- _TEKS DOKUMEN_
--*--

Rizal Ramli : Jangan sebut saya aktivis. Saya orang pergerakan !
KABARINDOnews - ,
“Jangan sebut saya aktivis. Saya orang
pergerakan,” ujar ekonom senior Rizal Ramli, dalam obrolan santai, pekan silam,
di rumahnya di bilangan Bangka, Jakarta Selatan.
Senyum dan candanya yang sejak tadi bertaburan,
tiba-tiba saja lenyap ditelan mimik serius. Wajahnya sedikit mengeras saat
mengucapkan dua kalimat pendek tadi. Sepertinya, buat tokoh yang sejak
mahasiswa sudah ‘badung’ ini, antara aktivis dan pergerakan adalah perkara
serius. Keduanya punya perbedaan yang amat prinsipil.
Mengenakan kemeja biru dan celana
panjang gelap, Rizal Ramli siang itu menerima pengurus Forum Jurnalis Muslim
(Forjim) yang baru saja selesai menyelenggarakan Munas. Banyak hal yang Kepala
Bulog periode 2000-2001 itu singgung terkait kondisi negeri. Dia bicara soal
impor beras, impor garam, tentang demokrasi yang disebutnya sudah menjadi
demokrasi kriminal, tentang Parpol, dan tentu saja, tentang peta
politik-ekonomi mutakhir. Senyum dan tawa lepas berkali-kali meningkahi tanya-jawab.

--*--

[Baris tersimpan]
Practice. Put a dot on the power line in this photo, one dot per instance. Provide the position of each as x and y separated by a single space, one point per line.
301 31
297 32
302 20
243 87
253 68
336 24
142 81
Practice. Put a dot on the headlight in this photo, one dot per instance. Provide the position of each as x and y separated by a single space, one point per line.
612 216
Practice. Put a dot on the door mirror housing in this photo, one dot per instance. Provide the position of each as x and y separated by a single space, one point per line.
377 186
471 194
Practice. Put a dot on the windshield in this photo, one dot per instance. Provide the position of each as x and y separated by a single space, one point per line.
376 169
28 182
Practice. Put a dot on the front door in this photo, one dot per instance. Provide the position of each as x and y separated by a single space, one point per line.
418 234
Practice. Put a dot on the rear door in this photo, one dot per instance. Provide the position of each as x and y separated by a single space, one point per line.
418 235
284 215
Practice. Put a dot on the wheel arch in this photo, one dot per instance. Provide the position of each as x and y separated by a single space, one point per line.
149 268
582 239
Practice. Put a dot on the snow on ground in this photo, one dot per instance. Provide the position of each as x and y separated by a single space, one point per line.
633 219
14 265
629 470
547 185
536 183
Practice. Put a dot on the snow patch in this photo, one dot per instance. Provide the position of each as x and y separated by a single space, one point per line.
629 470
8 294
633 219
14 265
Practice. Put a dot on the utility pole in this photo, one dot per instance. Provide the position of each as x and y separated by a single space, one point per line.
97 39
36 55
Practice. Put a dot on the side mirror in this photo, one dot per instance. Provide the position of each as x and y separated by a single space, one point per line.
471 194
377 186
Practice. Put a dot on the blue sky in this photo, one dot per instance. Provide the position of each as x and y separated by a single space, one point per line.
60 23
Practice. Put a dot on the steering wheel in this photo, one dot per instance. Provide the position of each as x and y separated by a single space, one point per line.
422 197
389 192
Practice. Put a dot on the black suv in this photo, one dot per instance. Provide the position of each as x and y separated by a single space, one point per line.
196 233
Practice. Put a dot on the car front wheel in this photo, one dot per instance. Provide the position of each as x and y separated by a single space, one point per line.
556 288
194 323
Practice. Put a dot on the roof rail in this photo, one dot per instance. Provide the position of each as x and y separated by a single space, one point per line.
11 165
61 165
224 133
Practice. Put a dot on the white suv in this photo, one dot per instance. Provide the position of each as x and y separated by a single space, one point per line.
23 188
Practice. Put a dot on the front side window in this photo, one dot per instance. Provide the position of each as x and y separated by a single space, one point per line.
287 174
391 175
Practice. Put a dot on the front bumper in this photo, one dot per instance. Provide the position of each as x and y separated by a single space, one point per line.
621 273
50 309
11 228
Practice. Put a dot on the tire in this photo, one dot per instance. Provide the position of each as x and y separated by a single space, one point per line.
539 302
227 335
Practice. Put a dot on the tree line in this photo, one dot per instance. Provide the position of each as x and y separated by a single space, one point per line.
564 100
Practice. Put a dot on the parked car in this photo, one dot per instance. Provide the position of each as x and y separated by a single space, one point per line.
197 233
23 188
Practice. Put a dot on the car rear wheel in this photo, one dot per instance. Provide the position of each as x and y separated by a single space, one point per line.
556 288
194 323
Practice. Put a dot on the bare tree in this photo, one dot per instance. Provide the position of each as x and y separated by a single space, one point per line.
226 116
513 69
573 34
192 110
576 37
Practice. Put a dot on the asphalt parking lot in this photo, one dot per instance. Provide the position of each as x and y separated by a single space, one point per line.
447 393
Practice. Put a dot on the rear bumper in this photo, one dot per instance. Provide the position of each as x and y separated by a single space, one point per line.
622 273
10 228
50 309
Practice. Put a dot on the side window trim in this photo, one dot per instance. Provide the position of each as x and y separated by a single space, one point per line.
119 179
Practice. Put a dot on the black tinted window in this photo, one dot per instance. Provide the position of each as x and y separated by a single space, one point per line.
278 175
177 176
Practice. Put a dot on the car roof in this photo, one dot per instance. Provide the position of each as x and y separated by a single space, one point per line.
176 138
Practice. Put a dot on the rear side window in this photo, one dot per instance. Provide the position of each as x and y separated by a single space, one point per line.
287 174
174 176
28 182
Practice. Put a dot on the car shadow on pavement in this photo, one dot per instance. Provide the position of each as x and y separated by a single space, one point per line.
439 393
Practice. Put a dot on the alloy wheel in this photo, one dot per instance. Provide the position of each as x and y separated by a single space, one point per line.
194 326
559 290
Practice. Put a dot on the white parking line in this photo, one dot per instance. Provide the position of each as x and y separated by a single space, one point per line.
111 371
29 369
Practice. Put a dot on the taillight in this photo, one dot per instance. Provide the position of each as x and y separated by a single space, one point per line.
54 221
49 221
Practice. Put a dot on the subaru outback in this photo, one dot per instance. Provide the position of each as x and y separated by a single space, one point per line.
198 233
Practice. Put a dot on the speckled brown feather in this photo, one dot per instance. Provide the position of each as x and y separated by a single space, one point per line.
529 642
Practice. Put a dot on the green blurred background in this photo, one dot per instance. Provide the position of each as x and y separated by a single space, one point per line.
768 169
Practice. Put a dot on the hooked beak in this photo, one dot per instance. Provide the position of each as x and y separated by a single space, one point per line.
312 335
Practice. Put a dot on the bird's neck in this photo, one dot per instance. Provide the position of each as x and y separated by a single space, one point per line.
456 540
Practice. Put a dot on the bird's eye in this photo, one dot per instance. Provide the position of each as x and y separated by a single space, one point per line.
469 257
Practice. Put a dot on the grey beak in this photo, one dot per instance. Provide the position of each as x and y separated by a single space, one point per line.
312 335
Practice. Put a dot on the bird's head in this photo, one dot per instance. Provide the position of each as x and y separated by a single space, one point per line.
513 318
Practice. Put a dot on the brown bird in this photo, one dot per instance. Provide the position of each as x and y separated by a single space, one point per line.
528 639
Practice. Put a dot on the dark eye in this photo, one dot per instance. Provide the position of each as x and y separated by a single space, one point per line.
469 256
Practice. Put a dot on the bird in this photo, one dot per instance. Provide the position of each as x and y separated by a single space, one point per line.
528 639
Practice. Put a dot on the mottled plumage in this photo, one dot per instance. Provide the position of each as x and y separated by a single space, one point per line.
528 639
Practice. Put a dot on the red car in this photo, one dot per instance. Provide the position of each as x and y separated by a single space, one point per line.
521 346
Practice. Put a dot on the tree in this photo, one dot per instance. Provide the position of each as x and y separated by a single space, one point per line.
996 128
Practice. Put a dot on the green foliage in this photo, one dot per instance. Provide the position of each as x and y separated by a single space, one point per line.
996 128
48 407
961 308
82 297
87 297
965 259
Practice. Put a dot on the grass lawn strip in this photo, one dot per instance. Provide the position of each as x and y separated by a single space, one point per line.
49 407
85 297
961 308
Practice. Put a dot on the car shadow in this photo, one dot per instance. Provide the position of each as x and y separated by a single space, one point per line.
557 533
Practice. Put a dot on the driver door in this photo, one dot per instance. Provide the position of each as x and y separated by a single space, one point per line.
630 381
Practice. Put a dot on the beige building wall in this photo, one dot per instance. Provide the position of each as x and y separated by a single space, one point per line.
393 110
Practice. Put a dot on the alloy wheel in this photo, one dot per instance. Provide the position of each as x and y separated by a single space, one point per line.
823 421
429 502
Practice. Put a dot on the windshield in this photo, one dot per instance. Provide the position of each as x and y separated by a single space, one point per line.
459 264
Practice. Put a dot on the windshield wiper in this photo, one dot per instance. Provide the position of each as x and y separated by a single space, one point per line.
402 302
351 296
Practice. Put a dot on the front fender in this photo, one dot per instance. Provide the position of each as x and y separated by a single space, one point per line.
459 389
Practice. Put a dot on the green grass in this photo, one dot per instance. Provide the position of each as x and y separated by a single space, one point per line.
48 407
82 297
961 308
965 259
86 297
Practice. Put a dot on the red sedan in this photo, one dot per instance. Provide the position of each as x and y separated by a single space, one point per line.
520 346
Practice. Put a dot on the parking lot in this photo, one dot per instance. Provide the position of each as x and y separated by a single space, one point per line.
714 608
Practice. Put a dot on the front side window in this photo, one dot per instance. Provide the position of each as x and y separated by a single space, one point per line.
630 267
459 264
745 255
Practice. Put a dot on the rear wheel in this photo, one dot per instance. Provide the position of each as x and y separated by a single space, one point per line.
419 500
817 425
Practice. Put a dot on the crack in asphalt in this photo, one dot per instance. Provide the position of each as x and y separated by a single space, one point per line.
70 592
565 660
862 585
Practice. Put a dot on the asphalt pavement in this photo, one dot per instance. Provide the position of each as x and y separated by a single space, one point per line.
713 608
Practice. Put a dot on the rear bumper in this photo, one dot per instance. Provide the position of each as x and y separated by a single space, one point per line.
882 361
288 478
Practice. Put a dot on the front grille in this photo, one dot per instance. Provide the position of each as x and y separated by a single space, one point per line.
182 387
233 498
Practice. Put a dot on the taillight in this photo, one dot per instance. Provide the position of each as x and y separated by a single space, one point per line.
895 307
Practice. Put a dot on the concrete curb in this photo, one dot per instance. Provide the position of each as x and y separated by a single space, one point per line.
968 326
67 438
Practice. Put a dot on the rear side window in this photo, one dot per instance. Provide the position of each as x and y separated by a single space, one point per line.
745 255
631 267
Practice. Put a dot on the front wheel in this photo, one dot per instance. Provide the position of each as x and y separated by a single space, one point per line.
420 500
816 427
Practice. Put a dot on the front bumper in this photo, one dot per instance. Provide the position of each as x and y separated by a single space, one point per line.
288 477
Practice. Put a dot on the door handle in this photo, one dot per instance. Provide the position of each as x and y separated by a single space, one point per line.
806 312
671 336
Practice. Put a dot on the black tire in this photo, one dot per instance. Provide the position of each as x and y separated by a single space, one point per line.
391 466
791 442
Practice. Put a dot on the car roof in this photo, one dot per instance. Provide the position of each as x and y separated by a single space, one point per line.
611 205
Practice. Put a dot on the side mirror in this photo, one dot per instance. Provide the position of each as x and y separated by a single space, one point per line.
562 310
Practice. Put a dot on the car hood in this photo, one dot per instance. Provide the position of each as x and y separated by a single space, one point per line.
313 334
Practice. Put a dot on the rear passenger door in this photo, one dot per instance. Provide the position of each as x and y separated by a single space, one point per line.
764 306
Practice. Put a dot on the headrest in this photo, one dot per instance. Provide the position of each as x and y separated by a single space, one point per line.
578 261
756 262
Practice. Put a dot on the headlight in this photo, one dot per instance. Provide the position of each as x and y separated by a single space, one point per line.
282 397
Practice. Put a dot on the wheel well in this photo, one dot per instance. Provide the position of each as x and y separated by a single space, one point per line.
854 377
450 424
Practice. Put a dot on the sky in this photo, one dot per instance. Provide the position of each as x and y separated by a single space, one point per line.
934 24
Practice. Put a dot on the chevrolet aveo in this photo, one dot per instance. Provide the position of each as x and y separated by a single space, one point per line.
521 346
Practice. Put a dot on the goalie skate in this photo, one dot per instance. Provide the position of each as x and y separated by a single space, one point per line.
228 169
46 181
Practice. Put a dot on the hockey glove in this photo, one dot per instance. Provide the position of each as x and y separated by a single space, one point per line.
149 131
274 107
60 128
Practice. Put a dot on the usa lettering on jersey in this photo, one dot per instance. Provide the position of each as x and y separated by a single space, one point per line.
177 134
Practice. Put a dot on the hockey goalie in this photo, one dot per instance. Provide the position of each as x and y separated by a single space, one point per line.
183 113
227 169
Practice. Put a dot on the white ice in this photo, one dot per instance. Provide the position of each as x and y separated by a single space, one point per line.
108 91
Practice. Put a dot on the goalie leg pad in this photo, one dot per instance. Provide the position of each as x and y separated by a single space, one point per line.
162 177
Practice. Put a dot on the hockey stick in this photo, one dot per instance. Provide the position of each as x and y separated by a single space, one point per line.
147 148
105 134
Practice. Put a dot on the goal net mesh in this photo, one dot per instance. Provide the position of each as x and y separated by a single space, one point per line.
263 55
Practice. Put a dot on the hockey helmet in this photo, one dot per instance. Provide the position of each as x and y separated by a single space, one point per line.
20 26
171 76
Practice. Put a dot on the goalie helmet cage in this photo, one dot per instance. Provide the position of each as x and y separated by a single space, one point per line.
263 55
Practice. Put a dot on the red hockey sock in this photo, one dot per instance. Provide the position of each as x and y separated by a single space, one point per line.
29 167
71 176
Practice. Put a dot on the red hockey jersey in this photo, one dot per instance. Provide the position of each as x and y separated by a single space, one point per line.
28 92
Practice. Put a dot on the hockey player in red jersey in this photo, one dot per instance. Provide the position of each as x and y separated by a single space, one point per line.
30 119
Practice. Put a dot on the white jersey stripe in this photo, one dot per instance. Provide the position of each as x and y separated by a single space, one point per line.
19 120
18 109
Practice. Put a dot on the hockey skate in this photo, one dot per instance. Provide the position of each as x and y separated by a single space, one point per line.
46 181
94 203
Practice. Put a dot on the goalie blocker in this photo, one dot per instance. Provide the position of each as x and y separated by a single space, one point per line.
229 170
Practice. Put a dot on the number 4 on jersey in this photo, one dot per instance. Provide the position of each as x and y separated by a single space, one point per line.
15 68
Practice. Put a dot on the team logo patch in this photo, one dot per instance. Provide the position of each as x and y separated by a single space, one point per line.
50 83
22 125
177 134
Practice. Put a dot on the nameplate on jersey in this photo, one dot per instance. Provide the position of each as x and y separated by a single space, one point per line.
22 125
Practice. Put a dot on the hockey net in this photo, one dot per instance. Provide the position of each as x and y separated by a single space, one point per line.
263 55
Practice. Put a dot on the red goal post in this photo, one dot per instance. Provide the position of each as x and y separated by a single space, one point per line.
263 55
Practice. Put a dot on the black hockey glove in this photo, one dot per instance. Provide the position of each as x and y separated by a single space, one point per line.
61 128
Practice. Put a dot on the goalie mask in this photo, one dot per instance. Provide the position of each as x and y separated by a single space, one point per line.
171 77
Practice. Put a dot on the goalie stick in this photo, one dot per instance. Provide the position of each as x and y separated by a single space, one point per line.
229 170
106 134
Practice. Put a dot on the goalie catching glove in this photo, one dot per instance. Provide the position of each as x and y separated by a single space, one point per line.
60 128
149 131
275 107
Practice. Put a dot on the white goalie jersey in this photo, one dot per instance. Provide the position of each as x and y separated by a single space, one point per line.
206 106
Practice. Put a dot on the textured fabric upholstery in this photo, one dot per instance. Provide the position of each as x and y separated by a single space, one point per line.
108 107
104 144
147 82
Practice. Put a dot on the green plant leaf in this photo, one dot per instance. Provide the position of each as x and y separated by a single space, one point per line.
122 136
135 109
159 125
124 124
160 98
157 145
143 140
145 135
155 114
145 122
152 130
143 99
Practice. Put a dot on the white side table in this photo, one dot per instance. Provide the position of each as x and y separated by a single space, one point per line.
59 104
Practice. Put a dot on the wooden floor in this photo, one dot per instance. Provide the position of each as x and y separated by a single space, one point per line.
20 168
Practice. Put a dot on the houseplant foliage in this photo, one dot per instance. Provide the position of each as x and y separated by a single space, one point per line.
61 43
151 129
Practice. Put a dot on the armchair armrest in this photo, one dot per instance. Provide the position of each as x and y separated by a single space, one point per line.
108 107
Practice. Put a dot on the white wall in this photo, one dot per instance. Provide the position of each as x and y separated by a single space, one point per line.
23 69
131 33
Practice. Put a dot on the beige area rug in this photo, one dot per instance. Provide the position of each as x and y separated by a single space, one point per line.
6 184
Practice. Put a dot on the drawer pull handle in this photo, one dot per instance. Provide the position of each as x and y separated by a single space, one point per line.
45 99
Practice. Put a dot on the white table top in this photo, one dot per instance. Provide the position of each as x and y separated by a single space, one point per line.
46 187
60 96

--*--

- _DAFTAR TUGAS_
a - Ringkas paragraf dalam artikel tentang Rizal Ramli yang diawali "Mengenakan kemeja biru dan celana panjang gelap" menjadi versi yang lebih singkat tanpa menghilangkan fakta utamanya.
b - Tuliskan lanjutan artikel tentang Rizal Ramli, dimulai setelah kalimat terakhir yang tercantum.

- _HASIL PER TUGAS_
a - Berkemeja biru dan bercelana panjang gelap, Rizal Ramli, Kepala Bulog periode 2000-2001, menerima pengurus Forum Jurnalis Muslim (Forjim) yang baru selesai menggelar Munas. Ia menyinggung berbagai kondisi negeri: impor beras dan garam, demokrasi yang menurutnya telah menjadi demokrasi kriminal, partai politik, serta peta politik-ekonomi mutakhir. Tanya-jawab itu berkali-kali diselingi senyum dan tawa lepas.

b -
Nah, ketika obrolan masuk ke soal
aktivis dan pergerakan inilah, dia menjadi serius. Meja makan dari kayu besar
tempat kami duduk tiba-tiba terasa jadi ‘lebih keras’. Untungnya angin siang
yang sejuk mengalir deras melalui jendela-jendela kaca besar yang terbuka
lebar. Dari langit-langit, baling-baling yang berputar perlahan pun ikut
menyumbang dalam 'mendinginkan' suasana.
Kami, saya dan beberapa jurnalis muda
yang penuh semangat, menyimak baik-baik ‘wejangan’ yang dia sampaikan. Maklum,
yang sedang berbicara memang punya otoritas untuk itu. Dia bukan sekadar
memaparkan teori-teori belaka atau pengalaman orang lain. Jejak hidupnya sarat dengan
‘perlawanan’ terhadap kesewenangan. Sebagai mahasiswa Institut Teknologi
Bandung (ITB), misalnya, pada 1978 dia bersama Irzadi Mirwan, Adulrochim, dan
Yosef Manurung menulis Buku Putih Perjuangan Mahasiwa ITB yang berisi kritik
atas kebijakan ekonomi, praktik KKN dan otoriterianisme Orde Baru.
Dia juga menggalang kawan-kawannya menolak
niat Soeharto yang bermaksud kembali menjadi
Presiden pada periode berikutnya. Hasilnya, kampus ITB diduduki tentara selama
lebih dari tiga bulan. Dia sendiri diganjar 1,5 tahun di penjara Sukamiskin,
Bandung. Di tempat yang sama itu pula, pada tahun 30an Soekarno mendekam karena
menentang Belanda.
Setahun sebelumnya, bersama mahasiswa
ITB lainnya, RR, begitu dia disapa, menggalang gerakan anti kebodohan (GAK).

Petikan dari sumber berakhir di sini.